THE EXERCISE:
Output as a numbered list the lines starting at the one with "Could you kindly segment every instance of the neck?" and ending at the one with "M179 67L177 66L171", with blank lines left out.

SOURCE MATERIAL start

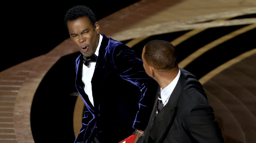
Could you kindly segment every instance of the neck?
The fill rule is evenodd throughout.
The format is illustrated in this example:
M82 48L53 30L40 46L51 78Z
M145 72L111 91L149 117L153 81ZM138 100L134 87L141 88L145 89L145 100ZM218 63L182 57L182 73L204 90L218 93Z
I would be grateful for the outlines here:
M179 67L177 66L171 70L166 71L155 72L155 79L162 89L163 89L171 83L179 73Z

SOURCE MATERIAL end
SOURCE MATERIAL start

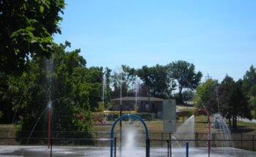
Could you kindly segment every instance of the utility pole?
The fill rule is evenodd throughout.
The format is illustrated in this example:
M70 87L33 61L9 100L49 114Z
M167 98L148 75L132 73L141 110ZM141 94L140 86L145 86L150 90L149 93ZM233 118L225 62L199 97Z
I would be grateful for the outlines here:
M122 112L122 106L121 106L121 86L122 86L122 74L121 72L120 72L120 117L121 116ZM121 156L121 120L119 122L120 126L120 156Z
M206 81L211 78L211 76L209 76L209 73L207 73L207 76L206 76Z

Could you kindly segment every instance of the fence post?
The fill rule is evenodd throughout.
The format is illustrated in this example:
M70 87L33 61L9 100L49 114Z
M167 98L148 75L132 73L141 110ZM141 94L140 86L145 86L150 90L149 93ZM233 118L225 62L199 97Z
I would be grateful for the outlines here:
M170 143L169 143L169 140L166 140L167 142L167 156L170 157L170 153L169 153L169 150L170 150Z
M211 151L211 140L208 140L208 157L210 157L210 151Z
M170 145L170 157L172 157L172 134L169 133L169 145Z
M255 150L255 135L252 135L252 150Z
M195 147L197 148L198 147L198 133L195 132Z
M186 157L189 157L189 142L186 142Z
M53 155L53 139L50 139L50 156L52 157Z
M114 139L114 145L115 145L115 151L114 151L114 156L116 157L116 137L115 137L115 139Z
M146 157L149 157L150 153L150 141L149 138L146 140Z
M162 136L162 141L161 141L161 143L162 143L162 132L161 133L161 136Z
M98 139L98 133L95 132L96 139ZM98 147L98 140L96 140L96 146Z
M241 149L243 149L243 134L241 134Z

SOURCE MATERIAL end

EXERCISE OUTPUT:
1. Could you kindly segment every instance of the neck?
2. The fill rule is evenodd throughout.
3. The format is illustrated in this example:
4. M82 48L53 30L40 46L51 78Z
5. M145 72L111 91L149 117L153 81ZM138 100L134 87L141 88L145 89L145 100ZM218 63L182 57L182 73L204 90L218 93Z
6. I would be grateful for the outlines here:
7. M179 67L177 66L171 70L166 71L155 72L155 79L162 89L163 89L171 83L179 73Z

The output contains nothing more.